▸ **Work task**
Collect every line in the rows below that contains the word "image", and copy each such line in full.

Dataset entries
== Segment start ==

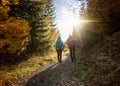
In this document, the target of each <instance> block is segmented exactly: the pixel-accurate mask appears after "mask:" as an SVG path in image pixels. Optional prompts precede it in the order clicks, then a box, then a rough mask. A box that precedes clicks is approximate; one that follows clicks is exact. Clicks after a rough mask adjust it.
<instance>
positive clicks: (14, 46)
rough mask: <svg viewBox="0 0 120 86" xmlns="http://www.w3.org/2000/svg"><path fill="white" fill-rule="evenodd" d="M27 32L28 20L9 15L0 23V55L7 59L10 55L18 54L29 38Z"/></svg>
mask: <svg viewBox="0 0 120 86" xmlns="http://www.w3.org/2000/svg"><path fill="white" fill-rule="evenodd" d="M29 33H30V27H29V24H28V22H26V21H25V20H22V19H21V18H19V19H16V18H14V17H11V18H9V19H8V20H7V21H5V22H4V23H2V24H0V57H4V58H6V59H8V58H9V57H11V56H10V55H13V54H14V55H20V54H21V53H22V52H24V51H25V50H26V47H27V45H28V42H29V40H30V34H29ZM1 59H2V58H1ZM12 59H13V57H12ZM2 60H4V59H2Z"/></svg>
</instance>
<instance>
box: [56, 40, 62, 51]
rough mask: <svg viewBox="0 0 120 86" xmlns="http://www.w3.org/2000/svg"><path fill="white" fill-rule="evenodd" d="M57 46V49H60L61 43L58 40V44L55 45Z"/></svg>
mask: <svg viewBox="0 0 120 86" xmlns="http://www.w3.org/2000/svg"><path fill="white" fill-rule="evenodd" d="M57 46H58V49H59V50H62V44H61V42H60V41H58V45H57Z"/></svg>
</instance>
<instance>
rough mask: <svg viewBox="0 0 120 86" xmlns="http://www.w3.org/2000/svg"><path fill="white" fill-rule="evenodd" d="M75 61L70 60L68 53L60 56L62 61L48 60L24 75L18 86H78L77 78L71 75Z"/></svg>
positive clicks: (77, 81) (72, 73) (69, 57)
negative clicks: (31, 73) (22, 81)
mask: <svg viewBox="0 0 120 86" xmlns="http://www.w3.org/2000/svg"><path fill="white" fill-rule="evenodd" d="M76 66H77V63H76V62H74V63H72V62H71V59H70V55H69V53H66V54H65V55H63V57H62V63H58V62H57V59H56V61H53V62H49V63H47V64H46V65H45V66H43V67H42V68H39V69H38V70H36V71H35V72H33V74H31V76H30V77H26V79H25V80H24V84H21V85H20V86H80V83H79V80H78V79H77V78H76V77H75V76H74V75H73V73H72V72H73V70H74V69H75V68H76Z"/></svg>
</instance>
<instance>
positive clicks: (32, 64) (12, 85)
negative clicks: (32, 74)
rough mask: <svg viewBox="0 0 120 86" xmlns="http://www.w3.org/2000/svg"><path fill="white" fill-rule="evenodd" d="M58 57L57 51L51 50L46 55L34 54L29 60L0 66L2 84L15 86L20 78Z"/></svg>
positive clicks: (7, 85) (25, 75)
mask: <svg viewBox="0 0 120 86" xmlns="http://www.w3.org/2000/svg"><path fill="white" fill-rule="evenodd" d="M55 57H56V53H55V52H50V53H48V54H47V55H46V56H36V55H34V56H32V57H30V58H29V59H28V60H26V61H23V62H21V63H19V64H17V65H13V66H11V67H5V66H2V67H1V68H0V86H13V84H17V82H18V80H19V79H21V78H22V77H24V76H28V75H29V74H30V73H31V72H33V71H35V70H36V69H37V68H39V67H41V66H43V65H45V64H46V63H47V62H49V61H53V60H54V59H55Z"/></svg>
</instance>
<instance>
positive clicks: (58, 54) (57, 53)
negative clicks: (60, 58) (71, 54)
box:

== Segment end ==
== Segment start ==

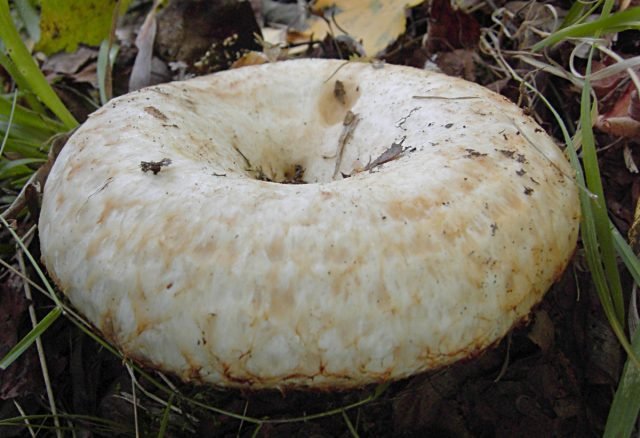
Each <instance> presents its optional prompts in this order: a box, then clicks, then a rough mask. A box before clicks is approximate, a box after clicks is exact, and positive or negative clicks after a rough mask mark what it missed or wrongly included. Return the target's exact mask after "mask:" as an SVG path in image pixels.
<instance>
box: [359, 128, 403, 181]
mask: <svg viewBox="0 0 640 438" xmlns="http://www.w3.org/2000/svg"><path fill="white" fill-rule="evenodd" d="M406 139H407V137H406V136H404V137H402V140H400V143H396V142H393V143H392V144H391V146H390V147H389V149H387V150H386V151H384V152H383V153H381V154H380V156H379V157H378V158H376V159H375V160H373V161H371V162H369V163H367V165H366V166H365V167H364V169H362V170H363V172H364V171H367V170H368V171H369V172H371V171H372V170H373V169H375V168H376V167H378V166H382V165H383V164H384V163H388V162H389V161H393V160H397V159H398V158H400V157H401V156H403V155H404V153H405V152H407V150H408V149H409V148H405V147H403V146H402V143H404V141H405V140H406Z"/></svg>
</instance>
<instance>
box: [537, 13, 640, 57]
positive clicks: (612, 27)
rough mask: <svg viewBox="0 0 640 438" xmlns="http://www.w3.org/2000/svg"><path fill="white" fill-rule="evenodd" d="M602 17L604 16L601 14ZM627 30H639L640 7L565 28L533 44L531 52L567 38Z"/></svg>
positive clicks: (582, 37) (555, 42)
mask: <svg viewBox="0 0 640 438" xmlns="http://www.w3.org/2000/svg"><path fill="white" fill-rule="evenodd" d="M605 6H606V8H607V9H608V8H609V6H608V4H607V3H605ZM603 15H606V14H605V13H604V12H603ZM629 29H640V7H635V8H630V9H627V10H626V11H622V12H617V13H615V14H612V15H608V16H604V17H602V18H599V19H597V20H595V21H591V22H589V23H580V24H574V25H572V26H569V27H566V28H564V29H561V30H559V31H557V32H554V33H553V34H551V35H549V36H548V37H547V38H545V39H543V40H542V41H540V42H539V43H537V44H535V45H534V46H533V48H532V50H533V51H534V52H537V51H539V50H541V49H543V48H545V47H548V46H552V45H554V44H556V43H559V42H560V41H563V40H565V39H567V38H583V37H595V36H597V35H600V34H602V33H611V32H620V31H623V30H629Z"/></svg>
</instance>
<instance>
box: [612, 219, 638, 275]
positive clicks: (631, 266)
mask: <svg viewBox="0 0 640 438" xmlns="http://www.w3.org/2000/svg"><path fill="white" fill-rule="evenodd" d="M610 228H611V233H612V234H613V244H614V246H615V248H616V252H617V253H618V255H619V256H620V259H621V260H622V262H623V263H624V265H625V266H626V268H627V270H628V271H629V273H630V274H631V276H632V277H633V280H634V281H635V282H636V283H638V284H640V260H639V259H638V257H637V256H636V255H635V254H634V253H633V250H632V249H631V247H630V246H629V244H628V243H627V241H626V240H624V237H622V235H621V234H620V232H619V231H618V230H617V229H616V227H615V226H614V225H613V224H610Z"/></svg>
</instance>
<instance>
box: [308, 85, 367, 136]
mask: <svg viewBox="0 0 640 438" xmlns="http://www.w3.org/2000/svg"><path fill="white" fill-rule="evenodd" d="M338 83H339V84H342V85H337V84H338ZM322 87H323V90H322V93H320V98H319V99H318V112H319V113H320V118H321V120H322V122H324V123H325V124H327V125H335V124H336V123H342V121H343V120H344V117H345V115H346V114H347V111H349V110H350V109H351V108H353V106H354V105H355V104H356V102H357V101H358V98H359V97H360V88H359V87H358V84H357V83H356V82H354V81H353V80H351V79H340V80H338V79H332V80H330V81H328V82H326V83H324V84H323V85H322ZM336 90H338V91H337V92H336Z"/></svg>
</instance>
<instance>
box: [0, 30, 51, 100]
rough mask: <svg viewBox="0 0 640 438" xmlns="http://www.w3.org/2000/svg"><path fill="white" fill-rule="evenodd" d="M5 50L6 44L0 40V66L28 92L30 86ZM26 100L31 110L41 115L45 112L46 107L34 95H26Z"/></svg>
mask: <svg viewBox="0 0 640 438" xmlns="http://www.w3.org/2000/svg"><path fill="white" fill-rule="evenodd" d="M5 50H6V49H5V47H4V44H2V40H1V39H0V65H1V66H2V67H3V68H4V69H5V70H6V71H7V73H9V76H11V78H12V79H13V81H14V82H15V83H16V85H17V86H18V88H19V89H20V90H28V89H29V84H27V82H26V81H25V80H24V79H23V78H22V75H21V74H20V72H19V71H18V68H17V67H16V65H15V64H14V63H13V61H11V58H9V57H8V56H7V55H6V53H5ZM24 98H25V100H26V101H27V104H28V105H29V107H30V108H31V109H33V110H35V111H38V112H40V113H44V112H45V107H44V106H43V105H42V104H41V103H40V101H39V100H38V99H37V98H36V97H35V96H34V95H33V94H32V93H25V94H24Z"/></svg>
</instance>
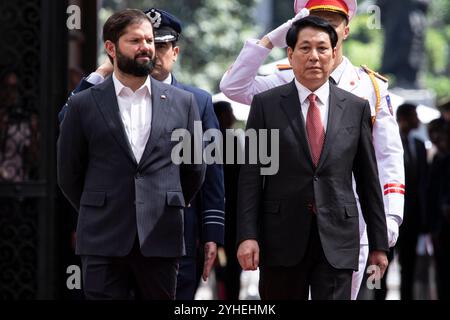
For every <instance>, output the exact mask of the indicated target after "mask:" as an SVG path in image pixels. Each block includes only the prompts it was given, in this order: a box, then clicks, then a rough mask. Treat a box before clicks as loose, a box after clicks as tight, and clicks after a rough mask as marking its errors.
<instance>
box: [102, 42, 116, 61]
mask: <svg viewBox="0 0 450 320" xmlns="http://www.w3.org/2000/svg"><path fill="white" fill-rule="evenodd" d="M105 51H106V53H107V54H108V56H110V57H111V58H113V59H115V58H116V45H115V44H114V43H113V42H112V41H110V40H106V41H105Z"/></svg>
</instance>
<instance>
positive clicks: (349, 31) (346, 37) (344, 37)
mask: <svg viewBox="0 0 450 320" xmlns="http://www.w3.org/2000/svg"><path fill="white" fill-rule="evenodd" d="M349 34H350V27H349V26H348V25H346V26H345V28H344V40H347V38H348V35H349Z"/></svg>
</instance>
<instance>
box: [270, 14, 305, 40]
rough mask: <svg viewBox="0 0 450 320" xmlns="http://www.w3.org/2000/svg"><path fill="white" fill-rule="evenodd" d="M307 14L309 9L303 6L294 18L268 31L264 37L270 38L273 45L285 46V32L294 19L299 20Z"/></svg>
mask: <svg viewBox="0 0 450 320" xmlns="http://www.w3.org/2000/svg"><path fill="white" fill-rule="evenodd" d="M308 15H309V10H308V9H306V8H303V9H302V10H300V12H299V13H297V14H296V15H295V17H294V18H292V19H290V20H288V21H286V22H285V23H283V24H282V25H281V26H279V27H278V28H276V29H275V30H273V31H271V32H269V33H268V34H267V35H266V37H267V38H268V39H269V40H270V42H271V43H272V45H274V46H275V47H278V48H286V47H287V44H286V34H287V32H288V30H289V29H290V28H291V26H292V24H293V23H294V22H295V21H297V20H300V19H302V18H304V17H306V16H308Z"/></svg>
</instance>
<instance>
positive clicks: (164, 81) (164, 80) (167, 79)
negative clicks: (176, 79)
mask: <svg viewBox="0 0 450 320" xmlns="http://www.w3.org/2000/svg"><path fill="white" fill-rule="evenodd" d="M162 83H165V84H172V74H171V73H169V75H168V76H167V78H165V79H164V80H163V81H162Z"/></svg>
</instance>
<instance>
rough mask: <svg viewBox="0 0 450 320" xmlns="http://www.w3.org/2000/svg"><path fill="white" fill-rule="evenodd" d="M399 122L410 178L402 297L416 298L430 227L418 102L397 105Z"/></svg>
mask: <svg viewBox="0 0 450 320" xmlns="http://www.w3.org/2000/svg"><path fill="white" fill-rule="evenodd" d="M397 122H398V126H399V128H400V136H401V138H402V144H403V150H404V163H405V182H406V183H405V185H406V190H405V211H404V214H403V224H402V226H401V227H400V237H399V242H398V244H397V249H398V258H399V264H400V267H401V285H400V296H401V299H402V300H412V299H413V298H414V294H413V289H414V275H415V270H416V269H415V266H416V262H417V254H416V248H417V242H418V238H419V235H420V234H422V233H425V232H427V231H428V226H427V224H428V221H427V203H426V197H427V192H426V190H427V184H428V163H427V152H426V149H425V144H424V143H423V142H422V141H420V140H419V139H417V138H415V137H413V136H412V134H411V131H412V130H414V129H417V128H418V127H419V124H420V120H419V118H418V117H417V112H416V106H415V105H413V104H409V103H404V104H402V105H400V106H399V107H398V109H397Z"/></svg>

== Segment end ==

▸ **Task solution**
In this document, the target of each <instance> block is segmented exactly: the pixel-accurate mask appears after "mask:" as an SVG path in image pixels. Optional prompts precede it in the order clicks, then a box, then a rough mask. A box that precedes clicks is approximate; one that follows clicks is exact. Clicks after a rough mask adjust it.
Each <instance> presents its optional prompts in this order: a box, then clicks, then a rough mask. A box before clicks is approximate, a box after clicks is exact, and positive or negative clicks after a rough mask mark what it missed or wrongly included. Return the target's exact mask after "mask:" as an SVG path in image pixels.
For every <instance>, output the exact mask of the indicated target after "mask:" as an SVG path in image pixels. Each block includes only the prompts it was given, in this order: a box, then clicks, then a rough mask. Treat a box before clicks as loose, a box after clicks as tight, and clicks after a rough mask as marking its errors.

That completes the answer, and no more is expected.